=== 原始数据 ===
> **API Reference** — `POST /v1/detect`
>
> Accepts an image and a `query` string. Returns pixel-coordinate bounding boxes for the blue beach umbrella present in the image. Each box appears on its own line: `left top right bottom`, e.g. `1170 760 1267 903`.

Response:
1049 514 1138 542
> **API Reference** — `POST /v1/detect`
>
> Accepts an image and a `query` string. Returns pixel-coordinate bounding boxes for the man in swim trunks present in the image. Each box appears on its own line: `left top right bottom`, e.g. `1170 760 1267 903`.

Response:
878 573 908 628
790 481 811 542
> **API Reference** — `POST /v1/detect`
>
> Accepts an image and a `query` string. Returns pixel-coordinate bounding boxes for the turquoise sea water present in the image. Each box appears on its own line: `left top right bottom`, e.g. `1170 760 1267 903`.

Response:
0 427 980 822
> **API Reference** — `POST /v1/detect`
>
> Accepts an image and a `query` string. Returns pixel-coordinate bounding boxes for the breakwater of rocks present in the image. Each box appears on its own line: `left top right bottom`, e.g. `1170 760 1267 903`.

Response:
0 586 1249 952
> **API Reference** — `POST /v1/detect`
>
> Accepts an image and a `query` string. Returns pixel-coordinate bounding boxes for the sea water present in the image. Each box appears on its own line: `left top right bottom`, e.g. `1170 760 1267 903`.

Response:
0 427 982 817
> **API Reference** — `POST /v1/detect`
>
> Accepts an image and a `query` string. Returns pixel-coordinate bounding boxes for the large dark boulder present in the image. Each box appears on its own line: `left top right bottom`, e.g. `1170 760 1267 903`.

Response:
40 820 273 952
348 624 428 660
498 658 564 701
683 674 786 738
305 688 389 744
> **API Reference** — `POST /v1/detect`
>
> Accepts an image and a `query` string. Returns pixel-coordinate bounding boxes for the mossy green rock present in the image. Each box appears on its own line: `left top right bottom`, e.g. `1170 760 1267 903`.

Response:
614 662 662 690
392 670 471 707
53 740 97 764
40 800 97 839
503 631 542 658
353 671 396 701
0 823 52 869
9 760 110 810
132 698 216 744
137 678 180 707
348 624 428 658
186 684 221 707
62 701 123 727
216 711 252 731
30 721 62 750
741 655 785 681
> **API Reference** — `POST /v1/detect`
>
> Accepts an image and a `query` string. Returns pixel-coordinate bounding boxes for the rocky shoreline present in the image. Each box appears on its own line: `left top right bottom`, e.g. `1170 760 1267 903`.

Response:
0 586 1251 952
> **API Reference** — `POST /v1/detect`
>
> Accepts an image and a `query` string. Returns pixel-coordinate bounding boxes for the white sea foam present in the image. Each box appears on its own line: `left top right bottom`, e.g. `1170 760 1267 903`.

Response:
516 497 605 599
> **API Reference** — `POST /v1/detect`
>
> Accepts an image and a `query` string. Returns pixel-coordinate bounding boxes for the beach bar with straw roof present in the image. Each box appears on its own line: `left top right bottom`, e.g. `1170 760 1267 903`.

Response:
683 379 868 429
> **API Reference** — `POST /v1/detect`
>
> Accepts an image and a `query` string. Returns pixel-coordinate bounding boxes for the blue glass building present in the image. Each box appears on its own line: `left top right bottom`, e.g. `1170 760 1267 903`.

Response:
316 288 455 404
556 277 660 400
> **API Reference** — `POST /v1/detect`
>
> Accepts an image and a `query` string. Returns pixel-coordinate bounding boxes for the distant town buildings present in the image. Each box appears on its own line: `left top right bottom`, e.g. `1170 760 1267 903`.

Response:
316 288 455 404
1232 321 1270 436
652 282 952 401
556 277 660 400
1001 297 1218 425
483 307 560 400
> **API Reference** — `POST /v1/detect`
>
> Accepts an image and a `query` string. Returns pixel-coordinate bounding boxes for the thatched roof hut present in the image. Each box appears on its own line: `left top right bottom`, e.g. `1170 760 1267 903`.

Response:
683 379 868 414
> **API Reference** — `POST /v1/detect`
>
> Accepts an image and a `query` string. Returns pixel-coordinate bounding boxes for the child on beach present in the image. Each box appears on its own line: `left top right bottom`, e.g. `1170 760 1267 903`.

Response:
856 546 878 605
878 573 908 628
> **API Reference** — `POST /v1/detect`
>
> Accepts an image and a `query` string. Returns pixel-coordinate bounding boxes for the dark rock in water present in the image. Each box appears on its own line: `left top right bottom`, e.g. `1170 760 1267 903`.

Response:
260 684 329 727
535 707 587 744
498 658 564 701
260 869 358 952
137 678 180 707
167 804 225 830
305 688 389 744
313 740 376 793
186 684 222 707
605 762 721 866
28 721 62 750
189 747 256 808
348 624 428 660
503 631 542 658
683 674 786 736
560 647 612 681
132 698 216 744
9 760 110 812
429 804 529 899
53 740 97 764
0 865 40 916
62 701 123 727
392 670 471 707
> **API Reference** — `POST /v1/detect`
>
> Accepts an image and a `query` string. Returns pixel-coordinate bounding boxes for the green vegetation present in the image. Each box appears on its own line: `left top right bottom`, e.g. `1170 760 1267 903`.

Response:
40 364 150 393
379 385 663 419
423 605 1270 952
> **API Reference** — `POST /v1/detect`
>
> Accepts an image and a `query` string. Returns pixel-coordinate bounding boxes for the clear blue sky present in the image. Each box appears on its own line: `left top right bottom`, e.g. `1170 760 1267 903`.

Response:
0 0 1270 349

* * *

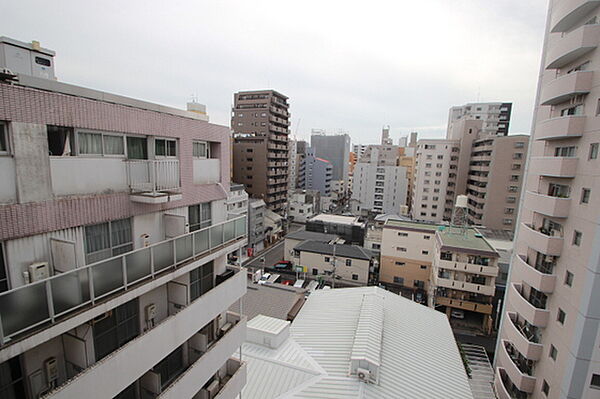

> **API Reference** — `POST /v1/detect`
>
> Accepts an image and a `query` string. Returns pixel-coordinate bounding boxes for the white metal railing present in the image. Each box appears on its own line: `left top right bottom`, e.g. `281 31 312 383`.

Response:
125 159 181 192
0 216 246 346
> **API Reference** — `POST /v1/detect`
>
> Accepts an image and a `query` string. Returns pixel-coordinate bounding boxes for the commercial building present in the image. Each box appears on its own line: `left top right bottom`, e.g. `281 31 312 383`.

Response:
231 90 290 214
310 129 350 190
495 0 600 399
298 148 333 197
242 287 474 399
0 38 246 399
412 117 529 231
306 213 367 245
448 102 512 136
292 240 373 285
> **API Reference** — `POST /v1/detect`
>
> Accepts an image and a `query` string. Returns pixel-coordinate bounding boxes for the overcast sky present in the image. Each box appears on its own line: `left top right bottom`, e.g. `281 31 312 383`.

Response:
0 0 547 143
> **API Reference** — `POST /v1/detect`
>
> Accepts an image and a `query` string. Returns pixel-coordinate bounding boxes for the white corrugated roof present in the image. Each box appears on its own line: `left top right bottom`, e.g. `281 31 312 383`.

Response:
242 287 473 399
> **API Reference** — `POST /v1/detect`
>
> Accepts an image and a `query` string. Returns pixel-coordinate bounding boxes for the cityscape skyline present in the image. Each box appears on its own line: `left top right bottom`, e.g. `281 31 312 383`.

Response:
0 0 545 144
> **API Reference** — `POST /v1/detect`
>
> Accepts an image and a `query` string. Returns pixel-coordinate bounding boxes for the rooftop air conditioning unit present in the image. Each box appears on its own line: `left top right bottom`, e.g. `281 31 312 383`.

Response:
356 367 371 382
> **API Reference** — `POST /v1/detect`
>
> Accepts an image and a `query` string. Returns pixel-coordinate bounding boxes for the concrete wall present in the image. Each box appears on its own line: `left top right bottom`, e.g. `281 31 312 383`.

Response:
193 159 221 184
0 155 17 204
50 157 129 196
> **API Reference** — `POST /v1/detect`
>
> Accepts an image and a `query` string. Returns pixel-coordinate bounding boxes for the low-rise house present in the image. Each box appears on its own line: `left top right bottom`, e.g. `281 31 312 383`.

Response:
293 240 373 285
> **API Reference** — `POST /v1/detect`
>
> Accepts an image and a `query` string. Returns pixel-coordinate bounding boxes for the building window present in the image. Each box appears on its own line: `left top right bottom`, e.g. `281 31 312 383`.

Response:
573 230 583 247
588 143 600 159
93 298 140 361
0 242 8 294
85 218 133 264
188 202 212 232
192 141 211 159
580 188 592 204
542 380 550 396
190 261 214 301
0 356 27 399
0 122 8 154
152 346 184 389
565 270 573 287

=== 任务 ===
在上方记录中定位所有包含字符串“blue”的行，并将这些行逐一完整抄录。

=== 书面回答 ===
> Accepts an image and a `query` string. Returns pixel-coordinate bounding boxes for the blue beach umbrella present in the image. Each box appears on its own line: `left top right bottom`, e.g. `1170 760 1267 903`.
> Accepts an image and a `query` string. Returns pixel-coordinate bounding boxes for the blue glass building present in the image. Each box appears on its own line: `left top right bottom`, e.g. `1170 760 1267 903`.
> Accepts an image and a `query` string. Returns pixel-coordinate bounding boxes for the clear blue sky present in the image. Each box appears on its own line: `left top right bottom`, e.g. `1170 760 1267 903`.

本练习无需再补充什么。